Prompt: Put the lines of the material below into a numbered list, starting at the line that contains "point: exposed rafter" and continuing through the final line. Leave out any blank lines.

Data for this exercise:

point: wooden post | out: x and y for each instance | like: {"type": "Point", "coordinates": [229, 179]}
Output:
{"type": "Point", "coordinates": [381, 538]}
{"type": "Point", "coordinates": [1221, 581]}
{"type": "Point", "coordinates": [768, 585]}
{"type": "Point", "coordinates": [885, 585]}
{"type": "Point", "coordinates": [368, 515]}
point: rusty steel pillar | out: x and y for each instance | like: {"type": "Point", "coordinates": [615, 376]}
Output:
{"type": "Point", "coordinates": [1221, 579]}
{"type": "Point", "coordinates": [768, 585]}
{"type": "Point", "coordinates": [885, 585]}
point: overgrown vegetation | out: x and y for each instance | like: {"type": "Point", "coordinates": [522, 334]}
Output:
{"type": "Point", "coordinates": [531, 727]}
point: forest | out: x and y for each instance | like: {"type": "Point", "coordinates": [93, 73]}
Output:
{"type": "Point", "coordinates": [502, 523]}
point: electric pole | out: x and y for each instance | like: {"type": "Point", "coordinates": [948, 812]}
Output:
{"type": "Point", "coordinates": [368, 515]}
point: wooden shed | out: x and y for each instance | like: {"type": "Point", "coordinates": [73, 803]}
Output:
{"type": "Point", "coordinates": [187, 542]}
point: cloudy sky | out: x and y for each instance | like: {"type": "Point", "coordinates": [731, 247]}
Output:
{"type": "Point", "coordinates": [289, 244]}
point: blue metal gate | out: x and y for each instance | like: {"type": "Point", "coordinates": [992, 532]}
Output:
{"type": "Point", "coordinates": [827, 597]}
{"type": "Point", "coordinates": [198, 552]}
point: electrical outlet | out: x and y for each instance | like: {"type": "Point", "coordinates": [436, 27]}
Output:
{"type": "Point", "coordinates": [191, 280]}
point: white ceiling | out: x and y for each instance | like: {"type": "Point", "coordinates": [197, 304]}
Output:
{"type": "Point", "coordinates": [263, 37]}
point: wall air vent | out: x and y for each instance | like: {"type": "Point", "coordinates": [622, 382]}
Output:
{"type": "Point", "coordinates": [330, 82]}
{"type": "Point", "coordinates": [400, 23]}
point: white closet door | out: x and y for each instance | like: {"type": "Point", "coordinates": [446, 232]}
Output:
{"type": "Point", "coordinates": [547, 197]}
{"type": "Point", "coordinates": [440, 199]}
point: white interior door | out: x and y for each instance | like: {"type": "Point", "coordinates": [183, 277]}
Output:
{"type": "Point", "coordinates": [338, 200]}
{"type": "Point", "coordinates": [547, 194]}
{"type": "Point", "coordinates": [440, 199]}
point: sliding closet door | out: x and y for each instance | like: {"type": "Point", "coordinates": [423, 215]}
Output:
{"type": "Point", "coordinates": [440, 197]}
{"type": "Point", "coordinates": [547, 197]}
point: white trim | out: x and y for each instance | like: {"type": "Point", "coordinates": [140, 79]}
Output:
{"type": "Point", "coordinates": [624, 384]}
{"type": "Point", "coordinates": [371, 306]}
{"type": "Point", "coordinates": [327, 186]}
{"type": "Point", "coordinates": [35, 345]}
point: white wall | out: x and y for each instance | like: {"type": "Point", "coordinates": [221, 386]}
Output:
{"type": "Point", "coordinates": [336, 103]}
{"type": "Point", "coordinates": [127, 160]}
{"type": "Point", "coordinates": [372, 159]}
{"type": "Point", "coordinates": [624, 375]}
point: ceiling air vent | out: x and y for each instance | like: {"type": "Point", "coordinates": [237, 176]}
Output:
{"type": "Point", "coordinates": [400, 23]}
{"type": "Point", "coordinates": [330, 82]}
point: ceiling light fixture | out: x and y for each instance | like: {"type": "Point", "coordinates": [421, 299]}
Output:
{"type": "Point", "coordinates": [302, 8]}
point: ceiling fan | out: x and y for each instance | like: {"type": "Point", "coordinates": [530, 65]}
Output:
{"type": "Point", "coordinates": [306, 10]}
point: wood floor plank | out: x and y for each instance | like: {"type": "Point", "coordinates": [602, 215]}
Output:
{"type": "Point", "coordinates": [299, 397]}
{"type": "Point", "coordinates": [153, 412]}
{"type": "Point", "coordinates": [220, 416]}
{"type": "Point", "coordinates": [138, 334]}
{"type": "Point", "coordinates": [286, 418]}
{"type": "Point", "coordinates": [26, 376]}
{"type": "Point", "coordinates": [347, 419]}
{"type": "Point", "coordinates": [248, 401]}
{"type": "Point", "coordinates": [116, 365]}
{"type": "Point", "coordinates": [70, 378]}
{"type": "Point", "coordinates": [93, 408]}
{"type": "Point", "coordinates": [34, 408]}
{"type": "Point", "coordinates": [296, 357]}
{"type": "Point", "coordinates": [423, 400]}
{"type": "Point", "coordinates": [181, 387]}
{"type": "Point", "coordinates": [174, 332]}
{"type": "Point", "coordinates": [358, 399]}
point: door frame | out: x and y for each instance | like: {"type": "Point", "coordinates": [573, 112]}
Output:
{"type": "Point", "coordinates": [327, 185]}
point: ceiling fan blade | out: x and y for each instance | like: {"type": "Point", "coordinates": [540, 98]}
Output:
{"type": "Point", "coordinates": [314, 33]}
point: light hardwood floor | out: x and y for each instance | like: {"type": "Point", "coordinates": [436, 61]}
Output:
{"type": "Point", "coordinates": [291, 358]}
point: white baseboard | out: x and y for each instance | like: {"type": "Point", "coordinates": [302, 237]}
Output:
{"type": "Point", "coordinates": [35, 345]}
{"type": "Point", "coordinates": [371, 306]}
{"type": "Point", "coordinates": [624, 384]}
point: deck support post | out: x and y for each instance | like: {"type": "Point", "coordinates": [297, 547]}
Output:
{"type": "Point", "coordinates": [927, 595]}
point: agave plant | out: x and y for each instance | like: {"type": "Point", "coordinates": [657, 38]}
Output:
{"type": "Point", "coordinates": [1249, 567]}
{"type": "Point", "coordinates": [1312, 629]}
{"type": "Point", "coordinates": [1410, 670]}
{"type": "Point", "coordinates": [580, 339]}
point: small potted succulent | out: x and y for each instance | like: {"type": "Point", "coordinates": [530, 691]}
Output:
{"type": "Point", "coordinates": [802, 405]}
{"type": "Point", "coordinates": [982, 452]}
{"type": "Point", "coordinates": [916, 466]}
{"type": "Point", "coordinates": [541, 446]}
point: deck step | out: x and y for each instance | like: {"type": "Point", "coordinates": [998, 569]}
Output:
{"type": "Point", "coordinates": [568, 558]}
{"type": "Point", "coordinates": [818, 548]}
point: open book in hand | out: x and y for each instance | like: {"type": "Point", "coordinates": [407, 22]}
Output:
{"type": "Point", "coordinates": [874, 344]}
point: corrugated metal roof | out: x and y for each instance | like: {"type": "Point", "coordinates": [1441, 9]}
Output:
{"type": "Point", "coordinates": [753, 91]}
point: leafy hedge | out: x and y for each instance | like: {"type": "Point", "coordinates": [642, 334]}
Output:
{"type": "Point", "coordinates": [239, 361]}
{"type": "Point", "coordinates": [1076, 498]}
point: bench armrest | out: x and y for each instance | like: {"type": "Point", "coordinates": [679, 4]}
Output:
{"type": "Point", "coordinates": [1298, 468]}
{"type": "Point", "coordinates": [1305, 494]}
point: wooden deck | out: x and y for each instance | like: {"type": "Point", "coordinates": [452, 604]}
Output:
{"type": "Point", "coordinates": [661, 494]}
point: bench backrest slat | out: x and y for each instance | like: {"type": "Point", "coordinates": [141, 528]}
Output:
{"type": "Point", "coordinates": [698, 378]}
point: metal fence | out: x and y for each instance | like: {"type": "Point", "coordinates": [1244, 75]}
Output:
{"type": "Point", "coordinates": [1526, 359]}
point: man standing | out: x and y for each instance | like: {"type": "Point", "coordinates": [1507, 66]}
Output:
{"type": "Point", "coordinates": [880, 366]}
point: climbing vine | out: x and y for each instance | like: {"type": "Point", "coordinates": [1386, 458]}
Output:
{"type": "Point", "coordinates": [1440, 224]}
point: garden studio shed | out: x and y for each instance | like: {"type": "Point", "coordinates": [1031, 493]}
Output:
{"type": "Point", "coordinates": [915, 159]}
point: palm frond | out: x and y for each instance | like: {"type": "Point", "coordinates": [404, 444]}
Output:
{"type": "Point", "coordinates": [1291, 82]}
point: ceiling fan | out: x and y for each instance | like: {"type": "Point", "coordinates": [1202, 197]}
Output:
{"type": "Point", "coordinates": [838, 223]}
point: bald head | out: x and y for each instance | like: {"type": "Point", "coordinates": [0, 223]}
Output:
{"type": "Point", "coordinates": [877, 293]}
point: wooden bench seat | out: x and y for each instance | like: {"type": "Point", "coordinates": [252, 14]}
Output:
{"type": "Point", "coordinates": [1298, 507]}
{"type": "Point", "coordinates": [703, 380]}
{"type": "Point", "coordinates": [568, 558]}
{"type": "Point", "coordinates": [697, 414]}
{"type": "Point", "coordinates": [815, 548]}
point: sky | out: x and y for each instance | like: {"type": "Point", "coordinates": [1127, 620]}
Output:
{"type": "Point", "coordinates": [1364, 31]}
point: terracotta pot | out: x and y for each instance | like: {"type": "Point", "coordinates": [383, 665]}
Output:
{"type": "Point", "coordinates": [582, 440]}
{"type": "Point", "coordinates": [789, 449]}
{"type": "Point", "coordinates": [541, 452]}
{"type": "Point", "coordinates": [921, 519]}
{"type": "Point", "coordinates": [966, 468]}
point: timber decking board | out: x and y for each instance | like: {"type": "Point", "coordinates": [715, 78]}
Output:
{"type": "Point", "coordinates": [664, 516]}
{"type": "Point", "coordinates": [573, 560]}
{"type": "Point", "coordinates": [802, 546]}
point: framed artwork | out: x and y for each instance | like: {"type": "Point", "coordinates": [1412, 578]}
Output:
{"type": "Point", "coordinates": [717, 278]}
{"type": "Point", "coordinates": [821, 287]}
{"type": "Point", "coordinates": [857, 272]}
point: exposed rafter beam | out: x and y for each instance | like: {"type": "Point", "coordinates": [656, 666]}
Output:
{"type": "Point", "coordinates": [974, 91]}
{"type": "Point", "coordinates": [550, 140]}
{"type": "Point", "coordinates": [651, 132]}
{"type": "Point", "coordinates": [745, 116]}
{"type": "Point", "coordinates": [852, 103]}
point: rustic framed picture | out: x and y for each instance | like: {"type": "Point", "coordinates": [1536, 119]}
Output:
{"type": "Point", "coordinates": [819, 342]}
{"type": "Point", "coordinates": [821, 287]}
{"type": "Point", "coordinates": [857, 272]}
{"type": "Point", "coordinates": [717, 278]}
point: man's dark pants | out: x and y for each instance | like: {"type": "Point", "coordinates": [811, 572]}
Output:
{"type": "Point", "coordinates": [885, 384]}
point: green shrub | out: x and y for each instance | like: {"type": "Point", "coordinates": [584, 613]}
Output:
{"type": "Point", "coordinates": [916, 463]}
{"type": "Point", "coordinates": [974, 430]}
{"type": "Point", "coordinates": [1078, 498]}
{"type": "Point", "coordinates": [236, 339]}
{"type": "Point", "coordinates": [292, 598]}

Output of the task:
1. point: exposed rafter beam | out: x and y for each instance | like: {"type": "Point", "coordinates": [656, 666]}
2. Output:
3. {"type": "Point", "coordinates": [974, 91]}
4. {"type": "Point", "coordinates": [550, 140]}
5. {"type": "Point", "coordinates": [651, 132]}
6. {"type": "Point", "coordinates": [745, 116]}
7. {"type": "Point", "coordinates": [852, 103]}
8. point: rustic framed picture | out: x and y for each instance | like: {"type": "Point", "coordinates": [1536, 119]}
9. Output:
10. {"type": "Point", "coordinates": [819, 342]}
11. {"type": "Point", "coordinates": [821, 287]}
12. {"type": "Point", "coordinates": [857, 272]}
13. {"type": "Point", "coordinates": [717, 278]}
14. point: man's dark pants | out: x and y for each instance | like: {"type": "Point", "coordinates": [811, 572]}
15. Output:
16. {"type": "Point", "coordinates": [885, 384]}
17. point: green shrub | out: x and y for each instance | like: {"type": "Point", "coordinates": [584, 613]}
18. Output:
19. {"type": "Point", "coordinates": [916, 463]}
20. {"type": "Point", "coordinates": [974, 430]}
21. {"type": "Point", "coordinates": [1078, 498]}
22. {"type": "Point", "coordinates": [236, 339]}
23. {"type": "Point", "coordinates": [292, 598]}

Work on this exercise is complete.